- Ваше задание -
Ответьте коротко на вопросы по отрывку о японских легендах:
1. В кого превратилась Киё?
2. Что удерживает Юки-Онну от убийства супруга?
3. Что означает сосна?

- Отрывок текста -
···
Десятая глава рассматривает храмовые колокола как посредников между жизнью и смертью. Звон Энкакудзи помогает Оно-но-Кими найти дорогу из суда Эмма обратно в мир живых, а монах-великан оказывается воплощением самого колокола. В истории женщины и колокола храма Миидэра сакральный предмет становится центром страсти и ревности. Наиболее страшное повествование рассказывает о Киё, превратившейся в дракона-змею и расплавившей колокол, внутри которого пытался укрыться отвергший ее монах. Дэвис истолковывает сюжет посредством кармы: неудержимая страсть разрушает и преследуемого, и преследовательницу, и сам предмет священного убежища. Колокол, призванный созывать к освобождению, становится могилой человека, не сумевшего правдиво и ответственно распорядиться чужой любовью.
Одиннадцатая глава вводит Юки-Онну, Деву Снегов, в которой совершенная белизна соединяется с вампирической смертью. Она высасывает последнее дыхание, принимает облик прекрасной женщины и вступает в брак с человеком, сохраняя условие тайны. Нарушение запрета раскрывает ее сверхъестественную природу, однако материнская привязанность удерживает ее от убийства супруга. Другие рассказы показывают Юки-Онну как призрачную невесту и беспокойную умершую женщину. Глава демонстрирует важнейший принцип японского фольклора: прекрасное и ужасное не существуют раздельно. Снег, вдохновляющий поэта, одновременно является покровом смерти, а женская красота может быть проявлением как любви, так и губительной силы.
Двенадцатая глава о цветах и садах представляет одну из концептуальных вершин книги. Дэвис противопоставляет японский сад европейской пестроте, видя в первом не собрание декоративных растений, а микрокосм, в котором каждая форма, пустота, камень и водоем обладают символическим значением. Японская любовь к цветам выражается в созерцании, поэзии, календарных праздниках и убеждении, что растения имеют духовное измерение. Сосна означает долголетие, хризантема связана с императорской символикой, лотос — с буддийской чистотой. Легенды о сестрах-хризантемах, Фиалковом колодце, призраке лотоса и духе пиона превращают цветок в действующее лицо. Здесь особенно справедливо замечание автора: «Японские легенды просто изобилуют проявлениями брутального реализма», потому что утонченное созерцание постоянно соседствует со смертью, ревностью, болезнью и возвращением умерших.
···
- Исходные данные -
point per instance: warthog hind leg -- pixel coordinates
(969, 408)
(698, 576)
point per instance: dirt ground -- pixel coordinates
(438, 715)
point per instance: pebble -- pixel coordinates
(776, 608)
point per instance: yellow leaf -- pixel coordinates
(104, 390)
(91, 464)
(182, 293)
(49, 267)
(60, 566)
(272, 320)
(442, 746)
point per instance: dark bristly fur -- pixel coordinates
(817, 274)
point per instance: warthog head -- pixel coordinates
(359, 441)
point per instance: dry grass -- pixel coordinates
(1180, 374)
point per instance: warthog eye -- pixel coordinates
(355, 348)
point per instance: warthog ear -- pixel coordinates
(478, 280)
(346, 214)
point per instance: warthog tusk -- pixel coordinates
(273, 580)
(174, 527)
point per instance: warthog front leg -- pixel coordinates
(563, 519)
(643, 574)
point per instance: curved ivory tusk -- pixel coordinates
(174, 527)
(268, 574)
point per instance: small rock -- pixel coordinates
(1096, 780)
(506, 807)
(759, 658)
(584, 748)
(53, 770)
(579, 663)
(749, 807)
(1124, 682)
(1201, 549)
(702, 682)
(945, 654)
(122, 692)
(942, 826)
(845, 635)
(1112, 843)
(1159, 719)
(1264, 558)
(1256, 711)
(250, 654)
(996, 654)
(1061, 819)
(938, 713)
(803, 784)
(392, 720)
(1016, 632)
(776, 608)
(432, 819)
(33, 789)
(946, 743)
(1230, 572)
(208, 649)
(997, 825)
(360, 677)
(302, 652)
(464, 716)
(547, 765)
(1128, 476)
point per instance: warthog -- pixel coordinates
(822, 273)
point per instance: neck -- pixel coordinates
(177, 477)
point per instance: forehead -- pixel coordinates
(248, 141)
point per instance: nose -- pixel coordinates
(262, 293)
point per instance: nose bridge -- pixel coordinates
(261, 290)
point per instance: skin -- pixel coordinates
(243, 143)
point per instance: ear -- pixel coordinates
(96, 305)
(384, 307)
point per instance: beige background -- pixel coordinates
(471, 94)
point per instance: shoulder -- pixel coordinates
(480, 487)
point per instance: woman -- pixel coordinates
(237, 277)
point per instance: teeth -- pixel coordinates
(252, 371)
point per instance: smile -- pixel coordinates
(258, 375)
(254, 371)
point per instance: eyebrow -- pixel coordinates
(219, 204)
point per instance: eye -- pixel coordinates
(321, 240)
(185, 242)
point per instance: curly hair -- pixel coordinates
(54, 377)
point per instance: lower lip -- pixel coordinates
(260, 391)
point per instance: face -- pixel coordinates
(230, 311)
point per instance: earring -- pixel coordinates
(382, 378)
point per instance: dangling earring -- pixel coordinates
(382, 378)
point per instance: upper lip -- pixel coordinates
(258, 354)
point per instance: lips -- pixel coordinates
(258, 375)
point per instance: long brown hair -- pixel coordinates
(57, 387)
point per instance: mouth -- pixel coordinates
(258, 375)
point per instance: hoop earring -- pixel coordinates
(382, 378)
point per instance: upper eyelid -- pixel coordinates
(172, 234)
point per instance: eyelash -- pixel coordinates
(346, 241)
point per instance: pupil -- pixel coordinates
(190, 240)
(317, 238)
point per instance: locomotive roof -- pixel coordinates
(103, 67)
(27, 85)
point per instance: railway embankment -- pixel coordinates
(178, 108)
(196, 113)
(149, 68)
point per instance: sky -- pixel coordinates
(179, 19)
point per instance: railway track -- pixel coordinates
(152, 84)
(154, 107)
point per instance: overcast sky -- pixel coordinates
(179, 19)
···
- Ответ к заданию -
1. В дракона-змею.
2. Материнская привязанность.
3. Долголетие.